Written request »
Beginning at the line containing "Task: point at every instance of the red brake" and continuing to the end of the records below, give each line again exactly as it stands, and only those lines.

>>>

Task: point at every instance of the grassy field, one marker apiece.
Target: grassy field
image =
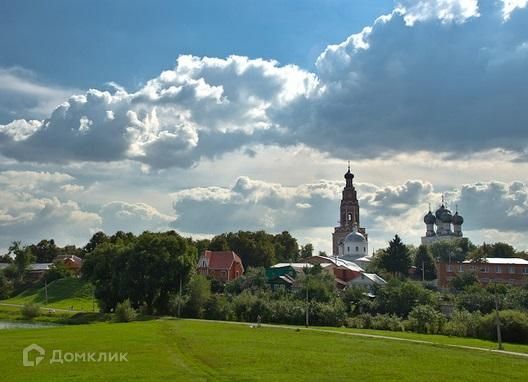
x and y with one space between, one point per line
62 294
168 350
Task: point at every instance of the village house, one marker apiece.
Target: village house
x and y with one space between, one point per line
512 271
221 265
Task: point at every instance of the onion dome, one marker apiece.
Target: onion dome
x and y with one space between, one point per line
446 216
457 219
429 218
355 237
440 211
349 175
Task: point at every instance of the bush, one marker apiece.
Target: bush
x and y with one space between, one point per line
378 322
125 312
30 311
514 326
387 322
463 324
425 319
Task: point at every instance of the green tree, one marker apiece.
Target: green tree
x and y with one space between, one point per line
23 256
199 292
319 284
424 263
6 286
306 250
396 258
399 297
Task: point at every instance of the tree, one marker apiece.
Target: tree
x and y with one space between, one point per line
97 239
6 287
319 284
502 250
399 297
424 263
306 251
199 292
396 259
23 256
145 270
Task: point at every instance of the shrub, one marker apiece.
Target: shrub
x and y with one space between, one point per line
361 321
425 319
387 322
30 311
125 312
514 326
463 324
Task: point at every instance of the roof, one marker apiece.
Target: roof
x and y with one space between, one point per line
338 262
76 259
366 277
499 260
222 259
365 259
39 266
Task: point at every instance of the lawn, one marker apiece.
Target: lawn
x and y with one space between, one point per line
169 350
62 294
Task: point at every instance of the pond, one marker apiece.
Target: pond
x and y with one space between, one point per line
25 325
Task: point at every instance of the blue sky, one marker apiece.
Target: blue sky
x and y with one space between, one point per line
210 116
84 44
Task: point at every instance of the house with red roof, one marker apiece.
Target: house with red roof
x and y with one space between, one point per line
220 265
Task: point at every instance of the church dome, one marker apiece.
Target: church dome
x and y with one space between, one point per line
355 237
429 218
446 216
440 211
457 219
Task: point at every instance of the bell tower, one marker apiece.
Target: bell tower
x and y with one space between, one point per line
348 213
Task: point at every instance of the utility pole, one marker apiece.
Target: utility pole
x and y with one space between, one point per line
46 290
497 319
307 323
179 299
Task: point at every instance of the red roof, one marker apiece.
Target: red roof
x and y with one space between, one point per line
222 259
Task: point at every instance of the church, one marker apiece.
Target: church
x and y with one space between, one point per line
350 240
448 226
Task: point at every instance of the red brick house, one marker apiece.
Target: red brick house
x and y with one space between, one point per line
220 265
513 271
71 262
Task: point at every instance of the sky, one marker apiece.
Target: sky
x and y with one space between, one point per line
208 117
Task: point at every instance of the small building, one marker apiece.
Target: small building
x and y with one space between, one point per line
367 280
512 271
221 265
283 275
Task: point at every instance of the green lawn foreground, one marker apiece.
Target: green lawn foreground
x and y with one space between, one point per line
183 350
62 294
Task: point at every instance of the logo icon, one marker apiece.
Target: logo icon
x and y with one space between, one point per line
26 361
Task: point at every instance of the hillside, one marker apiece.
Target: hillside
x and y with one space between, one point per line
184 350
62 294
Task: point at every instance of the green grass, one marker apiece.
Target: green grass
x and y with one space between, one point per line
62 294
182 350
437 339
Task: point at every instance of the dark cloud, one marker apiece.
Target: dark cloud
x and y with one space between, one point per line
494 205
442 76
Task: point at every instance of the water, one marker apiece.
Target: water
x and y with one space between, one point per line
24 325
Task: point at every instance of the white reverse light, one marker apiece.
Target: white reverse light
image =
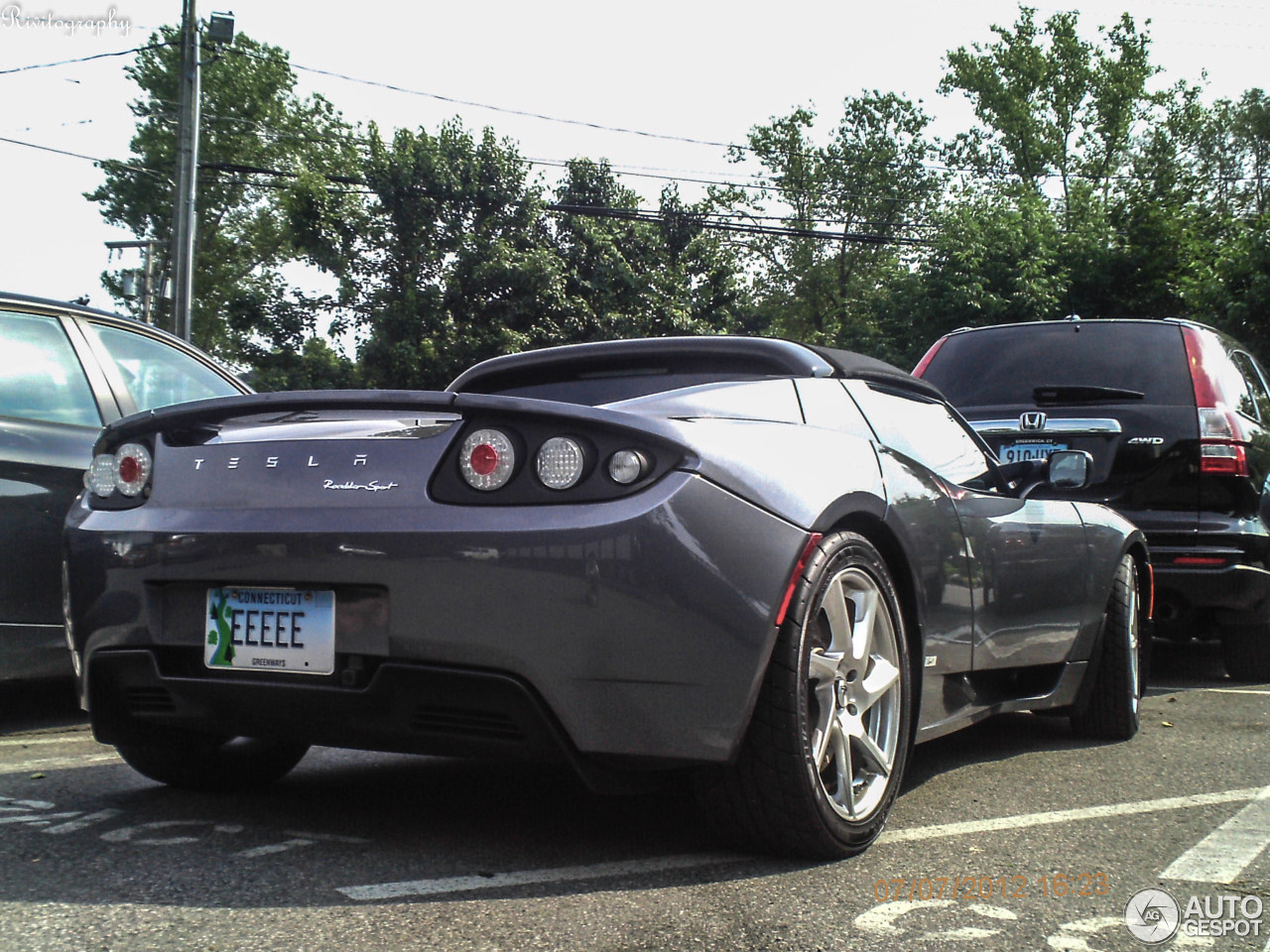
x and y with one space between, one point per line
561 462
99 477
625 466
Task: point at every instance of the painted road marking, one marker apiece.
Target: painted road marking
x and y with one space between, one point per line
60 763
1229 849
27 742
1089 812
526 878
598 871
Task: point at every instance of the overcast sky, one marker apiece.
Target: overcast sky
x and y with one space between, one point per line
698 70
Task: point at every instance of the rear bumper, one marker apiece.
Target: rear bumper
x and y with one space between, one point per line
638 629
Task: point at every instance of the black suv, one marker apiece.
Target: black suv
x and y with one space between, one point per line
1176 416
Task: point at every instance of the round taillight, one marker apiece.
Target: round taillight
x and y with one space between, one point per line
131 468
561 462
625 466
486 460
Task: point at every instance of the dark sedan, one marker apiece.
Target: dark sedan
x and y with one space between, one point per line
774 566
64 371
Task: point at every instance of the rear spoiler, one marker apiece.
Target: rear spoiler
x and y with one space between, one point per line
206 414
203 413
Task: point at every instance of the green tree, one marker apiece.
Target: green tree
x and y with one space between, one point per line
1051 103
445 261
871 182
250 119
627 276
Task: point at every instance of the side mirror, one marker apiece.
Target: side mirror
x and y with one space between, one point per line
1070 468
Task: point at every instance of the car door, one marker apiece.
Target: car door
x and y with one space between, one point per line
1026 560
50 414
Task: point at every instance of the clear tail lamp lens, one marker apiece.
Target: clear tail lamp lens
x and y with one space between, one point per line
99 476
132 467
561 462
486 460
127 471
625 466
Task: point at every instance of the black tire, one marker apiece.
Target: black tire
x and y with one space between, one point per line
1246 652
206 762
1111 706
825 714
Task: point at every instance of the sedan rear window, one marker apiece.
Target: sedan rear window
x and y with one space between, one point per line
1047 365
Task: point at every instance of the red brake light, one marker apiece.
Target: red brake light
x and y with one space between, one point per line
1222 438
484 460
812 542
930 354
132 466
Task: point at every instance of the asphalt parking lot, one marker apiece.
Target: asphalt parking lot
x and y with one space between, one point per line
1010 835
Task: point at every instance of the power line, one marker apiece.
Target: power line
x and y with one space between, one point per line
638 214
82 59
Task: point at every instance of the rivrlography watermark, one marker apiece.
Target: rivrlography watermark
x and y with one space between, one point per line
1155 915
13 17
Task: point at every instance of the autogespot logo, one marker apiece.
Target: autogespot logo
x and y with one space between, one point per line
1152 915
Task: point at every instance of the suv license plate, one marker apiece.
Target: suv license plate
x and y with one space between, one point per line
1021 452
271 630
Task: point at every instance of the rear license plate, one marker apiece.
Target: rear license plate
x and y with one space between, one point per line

<<<

Solution to this exercise »
Task: point at every instance of the red brake light, one marker apiece.
Target: red brake light
x and y with one space between, one point per line
1222 438
484 460
812 542
930 354
132 466
Task: point at every instance of the asphalt parking lot, one marker apiece.
Target: asphalt parking lot
x and y with one space between, one point per line
1010 835
Task: point at every instance of the power line, one marker apiece.
Target: power line
x and y with one space between, one point per line
638 214
82 59
Task: point at every instance of the rivrlography watermark, one marker apiece.
Target: rivrlography watermark
x and y with one space between, one point per line
1155 915
13 17
Task: point at every instance of the autogespot logo, one marker apiece.
Target: autogespot logo
x and y with one space between, one point per line
1152 915
Task: point at every instance of the suv license plate, one marker apiece.
Target: suv license plate
x and y with one space between, one point per line
1021 452
271 630
Task: point at every instance of the rear license plate, one marker apiece.
Target: rear license plate
x and y with one space between, one point per line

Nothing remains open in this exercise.